◆ Tareas requeridas
[a] Traduzca al inglés la siguiente oración del texto sobre Andrés Beltrami: "Murió el 30 de diciembre de 1897, tres meses después de Santa Teresa del Niño Jesús, de la misma enfermedad y con el mismo espíritu de ofrecimiento."
[b] Según el texto sobre Andrés Beltrami, ¿cuál era su lema?
══ Texto para leer ══
La enfermedad llevó al joven Beltrami a consumirlo progresivo y a un aislamiento forzado. Solo la gracia de la fe le permitió aceptar la condición de que día a día lo hacía más parecido a Cristo crucificado y que una estatua del Ecce homo, que quería que estuviese en su habitación, le recordaba constantemente. “Saber sufrir”: para la propia santificación, expiación y apostolado. Celebró el aniversario de su enfermedad como un tiempo de gracia. “El 20 de febrero es el aniversario de mi enfermedad y lo celebro como un día bendecido por Dios; un día lleno de alegría, uno de los más bellos de mi vida”.
Ordenado Sacerdote en privado en las habitaciones de Don Bosco por Mons. Cagliero, con un apasionado deseo de santidad, consumió su joven vida en el dolor y el trabajo incesante: “La misión que Dios me confía es rezar y sufrir”, decía frecuentemente. “Ni curar ni morir, sino vivir para sufrir”, era su lema.
A su compañero que se compadeció de él le respondió: “Déjalo – dijo - Dios sabe lo que hace; que cada uno acepte su lugar y en ese lugar que Dios te da ser verdaderamente Salesiano. Ustedes que están sanos, trabajen, yo sufro y rezo”. Era un convencido de ser un verdadero imitador de Don Bosco.
Exactamente en observancia de las Constituciones, tenía una apertura filial con sus superiores y un amor muy ardiente por Don Bosco y la Congregación. En los cuatro años de su vida sacerdotal escribió notas con tonos ascéticos y se dedicó a la hagiografía. Escribió biografía de santos y volúmenes de lecturas agradables y educativas. Murió el 30 de diciembre de 1897, tres meses después de Santa Teresa del Niño Jesús, de la misma enfermedad y con el mismo espíritu de ofrecimiento. Tenía 27 años. Su cuerpo descansa en la iglesia de Omegna.
El testimonio de Andrés Beltrami confirma la afirmación de Don Bosco: “Hay uno solo Beltrami”, casi como para indicar la originalidad de la santidad de su hijo al encarnar el núcleo secreto de la santidad apostólica salesiana: la fecundidad del dolor vivido y ofrecido por amor.
═══
══ Datos para examinar ══
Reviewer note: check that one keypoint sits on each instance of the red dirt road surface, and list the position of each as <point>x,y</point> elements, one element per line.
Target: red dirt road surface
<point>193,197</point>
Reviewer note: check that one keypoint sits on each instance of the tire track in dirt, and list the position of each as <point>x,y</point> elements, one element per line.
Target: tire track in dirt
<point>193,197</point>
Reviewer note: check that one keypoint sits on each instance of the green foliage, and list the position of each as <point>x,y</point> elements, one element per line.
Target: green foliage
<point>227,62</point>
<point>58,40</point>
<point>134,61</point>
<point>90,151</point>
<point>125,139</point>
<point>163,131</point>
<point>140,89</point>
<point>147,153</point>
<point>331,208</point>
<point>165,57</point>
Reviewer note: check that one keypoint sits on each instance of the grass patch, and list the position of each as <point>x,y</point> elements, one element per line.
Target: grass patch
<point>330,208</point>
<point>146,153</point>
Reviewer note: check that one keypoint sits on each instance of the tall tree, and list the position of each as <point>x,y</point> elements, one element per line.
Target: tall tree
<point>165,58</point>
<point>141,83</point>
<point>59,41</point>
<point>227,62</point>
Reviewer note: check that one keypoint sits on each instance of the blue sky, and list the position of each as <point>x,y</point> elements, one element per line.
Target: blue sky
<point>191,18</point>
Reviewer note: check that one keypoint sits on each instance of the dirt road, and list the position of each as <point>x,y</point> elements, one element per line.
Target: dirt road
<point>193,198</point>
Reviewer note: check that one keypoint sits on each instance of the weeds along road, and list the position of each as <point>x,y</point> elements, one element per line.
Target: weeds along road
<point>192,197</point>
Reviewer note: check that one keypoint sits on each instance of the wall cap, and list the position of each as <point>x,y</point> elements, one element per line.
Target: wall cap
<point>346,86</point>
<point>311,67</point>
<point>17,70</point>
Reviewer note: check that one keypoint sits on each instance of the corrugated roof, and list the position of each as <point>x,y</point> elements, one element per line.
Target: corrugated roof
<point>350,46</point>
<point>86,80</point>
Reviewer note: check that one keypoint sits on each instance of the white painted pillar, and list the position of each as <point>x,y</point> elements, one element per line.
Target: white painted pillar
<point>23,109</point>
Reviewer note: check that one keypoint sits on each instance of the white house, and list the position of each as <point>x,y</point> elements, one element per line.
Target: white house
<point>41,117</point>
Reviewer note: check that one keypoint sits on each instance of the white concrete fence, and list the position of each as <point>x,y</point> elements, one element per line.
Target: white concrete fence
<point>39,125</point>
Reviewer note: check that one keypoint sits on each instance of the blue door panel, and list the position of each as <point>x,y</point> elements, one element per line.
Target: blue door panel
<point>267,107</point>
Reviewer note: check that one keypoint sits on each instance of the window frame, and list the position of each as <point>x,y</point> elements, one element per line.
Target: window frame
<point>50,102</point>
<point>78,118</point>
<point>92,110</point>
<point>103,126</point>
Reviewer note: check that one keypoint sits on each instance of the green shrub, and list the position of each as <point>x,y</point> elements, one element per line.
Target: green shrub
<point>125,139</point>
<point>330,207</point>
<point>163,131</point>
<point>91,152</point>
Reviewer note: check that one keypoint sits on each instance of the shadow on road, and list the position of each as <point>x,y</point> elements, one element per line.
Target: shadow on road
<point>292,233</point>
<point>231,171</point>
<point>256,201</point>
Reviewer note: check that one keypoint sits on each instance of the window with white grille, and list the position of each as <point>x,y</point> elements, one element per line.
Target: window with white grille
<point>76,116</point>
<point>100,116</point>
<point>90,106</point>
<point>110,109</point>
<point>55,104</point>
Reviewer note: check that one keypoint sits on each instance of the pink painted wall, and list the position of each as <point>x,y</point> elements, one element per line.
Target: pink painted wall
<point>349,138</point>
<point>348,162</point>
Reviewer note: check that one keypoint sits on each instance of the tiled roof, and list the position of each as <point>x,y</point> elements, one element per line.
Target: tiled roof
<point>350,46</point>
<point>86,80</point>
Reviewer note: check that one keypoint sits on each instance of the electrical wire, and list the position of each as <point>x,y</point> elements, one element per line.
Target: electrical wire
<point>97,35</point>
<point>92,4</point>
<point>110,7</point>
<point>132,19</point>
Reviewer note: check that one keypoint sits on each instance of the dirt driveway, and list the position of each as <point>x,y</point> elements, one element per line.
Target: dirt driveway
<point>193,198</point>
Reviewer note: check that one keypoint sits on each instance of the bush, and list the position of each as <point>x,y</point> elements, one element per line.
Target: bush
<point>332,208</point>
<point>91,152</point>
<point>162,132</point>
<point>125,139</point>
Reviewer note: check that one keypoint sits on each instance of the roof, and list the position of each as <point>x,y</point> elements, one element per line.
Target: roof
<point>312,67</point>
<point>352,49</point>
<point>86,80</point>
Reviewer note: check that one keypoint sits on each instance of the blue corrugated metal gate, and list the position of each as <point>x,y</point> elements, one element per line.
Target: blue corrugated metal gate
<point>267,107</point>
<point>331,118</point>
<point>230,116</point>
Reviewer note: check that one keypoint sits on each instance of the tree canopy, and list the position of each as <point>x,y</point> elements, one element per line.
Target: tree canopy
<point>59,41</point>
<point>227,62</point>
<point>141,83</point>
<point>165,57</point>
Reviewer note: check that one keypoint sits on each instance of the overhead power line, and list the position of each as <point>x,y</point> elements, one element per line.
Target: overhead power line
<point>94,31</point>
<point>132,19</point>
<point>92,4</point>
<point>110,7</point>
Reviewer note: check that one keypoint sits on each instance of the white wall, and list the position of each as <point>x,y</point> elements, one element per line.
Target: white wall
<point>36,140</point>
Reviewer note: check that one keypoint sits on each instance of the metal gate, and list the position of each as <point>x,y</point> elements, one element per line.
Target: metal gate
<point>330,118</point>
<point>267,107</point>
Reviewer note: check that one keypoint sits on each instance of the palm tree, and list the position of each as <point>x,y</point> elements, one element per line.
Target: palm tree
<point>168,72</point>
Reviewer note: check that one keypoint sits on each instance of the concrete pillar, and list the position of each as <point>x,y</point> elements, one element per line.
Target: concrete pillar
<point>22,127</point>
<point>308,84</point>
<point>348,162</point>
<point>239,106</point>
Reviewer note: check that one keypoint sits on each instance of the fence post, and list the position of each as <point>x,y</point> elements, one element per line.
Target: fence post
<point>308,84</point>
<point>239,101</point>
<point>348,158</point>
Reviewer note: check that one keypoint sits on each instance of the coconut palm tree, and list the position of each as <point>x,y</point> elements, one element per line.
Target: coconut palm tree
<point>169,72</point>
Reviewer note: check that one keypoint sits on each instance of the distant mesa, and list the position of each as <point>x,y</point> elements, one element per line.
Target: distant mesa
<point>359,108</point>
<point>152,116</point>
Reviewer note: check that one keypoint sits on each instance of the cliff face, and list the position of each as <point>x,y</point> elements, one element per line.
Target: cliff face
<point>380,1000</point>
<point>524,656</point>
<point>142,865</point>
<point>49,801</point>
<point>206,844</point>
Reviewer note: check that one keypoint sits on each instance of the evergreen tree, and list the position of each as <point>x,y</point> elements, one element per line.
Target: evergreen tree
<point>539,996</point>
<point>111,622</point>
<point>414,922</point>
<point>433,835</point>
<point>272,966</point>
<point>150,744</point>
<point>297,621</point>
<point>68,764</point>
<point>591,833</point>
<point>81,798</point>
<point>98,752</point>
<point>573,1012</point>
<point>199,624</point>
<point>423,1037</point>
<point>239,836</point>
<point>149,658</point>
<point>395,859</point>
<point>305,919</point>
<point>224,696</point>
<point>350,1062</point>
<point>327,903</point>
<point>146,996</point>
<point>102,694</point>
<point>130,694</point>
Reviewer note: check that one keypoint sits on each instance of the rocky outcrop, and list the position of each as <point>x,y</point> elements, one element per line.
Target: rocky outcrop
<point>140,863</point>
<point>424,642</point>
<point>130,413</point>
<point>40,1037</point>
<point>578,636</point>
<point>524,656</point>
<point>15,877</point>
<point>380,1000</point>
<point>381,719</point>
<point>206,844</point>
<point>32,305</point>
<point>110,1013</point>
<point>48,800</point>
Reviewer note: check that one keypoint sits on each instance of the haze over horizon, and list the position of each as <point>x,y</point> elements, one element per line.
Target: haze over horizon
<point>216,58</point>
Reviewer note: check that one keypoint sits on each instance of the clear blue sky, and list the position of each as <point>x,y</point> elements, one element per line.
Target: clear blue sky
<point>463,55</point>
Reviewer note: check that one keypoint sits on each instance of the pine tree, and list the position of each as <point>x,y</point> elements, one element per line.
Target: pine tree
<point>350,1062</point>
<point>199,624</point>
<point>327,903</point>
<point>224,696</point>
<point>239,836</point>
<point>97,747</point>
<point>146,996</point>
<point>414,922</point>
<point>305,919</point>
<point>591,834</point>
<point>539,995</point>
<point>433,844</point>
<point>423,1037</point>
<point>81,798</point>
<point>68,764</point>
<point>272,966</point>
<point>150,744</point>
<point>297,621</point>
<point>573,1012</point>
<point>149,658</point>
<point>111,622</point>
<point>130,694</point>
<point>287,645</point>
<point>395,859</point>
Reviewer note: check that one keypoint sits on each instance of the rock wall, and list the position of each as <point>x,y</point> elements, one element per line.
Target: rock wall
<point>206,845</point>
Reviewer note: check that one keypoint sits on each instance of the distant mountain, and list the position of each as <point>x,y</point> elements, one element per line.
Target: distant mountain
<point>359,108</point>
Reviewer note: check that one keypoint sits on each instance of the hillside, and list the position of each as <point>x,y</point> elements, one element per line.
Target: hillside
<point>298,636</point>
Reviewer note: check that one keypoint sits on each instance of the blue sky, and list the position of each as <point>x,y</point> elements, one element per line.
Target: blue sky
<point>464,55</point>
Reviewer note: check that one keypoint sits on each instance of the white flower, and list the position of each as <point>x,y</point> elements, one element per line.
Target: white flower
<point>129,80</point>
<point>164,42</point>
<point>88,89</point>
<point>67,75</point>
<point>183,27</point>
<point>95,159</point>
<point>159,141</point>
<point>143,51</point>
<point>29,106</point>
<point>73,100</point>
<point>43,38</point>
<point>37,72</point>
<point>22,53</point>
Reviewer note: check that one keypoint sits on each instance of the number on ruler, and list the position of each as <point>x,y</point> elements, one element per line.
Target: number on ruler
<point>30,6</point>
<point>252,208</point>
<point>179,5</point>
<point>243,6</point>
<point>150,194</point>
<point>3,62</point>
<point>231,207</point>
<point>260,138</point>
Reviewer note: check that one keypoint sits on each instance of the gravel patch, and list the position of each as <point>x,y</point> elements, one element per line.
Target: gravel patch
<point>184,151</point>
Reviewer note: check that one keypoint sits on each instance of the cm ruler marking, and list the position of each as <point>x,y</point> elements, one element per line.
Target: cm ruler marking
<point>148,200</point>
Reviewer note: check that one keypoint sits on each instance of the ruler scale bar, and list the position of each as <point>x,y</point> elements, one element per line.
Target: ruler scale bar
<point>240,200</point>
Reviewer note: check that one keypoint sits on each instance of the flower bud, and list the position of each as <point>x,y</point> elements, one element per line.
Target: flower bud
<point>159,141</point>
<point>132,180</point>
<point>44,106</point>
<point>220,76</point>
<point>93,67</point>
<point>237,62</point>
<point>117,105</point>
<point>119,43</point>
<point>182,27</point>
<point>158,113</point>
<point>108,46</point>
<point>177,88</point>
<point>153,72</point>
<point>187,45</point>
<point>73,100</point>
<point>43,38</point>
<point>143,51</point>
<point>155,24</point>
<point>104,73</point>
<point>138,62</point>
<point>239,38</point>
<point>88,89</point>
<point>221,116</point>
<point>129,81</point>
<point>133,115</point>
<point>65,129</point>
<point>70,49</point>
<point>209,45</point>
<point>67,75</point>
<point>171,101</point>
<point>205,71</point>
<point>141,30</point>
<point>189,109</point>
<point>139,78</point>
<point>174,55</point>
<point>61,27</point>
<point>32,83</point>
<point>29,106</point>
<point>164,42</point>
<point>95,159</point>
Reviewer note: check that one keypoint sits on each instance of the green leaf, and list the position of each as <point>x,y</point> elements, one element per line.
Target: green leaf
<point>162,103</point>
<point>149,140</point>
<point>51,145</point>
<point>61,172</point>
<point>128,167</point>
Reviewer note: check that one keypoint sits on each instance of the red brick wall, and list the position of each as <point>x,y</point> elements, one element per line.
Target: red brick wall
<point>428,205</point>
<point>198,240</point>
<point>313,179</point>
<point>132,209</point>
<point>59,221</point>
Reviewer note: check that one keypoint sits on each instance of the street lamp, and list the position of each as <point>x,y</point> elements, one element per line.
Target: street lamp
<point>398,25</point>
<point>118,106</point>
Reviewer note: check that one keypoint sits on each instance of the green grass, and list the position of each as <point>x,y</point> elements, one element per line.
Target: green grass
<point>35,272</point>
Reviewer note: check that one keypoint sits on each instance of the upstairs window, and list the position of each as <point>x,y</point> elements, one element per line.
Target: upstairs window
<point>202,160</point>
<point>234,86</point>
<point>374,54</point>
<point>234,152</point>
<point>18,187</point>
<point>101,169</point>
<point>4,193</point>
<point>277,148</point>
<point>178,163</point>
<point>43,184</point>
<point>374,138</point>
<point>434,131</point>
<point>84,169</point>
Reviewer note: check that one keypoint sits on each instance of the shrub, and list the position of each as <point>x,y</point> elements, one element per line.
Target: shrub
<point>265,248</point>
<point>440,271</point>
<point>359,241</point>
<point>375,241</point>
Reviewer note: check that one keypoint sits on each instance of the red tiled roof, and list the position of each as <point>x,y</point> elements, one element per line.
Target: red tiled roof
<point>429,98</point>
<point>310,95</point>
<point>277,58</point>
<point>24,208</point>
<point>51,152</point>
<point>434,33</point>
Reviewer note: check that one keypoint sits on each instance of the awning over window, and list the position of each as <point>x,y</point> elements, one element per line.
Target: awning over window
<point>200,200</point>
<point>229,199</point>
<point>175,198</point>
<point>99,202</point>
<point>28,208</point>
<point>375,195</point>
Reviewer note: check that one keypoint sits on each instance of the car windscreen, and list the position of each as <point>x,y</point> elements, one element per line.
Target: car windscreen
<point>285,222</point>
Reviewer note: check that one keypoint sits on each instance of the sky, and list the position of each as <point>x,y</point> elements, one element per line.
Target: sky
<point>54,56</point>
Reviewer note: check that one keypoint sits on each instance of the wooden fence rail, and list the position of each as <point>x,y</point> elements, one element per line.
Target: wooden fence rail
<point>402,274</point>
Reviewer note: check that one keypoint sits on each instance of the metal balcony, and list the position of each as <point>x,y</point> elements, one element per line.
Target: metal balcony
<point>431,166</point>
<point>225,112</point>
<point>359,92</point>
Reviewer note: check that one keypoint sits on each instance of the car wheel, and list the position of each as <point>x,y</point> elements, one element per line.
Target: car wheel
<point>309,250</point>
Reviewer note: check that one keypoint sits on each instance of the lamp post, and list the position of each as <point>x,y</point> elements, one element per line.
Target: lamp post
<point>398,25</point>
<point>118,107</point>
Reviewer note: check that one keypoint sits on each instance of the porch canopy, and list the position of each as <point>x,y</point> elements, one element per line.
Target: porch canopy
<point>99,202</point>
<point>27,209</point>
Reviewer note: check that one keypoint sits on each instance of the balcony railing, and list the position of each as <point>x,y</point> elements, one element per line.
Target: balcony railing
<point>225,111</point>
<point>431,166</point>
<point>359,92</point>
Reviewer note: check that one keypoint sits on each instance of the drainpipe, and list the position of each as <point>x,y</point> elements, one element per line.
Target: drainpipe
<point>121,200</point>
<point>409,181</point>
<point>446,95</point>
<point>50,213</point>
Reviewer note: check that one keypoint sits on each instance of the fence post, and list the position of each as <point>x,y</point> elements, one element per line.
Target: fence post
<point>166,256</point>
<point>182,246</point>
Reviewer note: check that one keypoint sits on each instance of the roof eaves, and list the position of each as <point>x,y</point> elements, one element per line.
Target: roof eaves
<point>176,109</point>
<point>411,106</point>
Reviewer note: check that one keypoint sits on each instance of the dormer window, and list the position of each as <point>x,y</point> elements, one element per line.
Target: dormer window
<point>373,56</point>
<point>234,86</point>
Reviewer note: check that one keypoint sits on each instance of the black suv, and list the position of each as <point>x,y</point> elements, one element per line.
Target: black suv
═══
◆ Respuestas por tarea
[a] He died on December 30, 1897, three months after Saint Thérèse of the Child Jesus, of the same illness and with the same spirit of offering.

[b] "Ni curar ni morir, sino vivir para sufrir".